:: What you should do ::
Copy every record word for word. The images stay behind.

==========

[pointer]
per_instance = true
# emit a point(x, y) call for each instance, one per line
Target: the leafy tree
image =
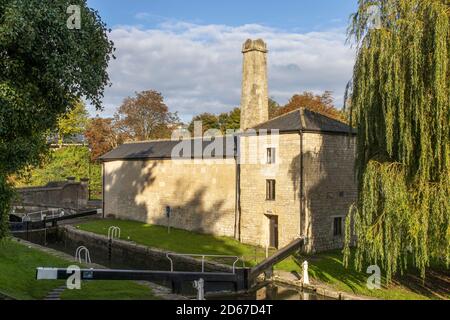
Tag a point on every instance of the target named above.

==========

:: Exercise answer ::
[pointer]
per_instance = true
# emit a point(x, y) call for each instance, one per line
Target: the leafy tree
image =
Tag a point on every instance of the target named above.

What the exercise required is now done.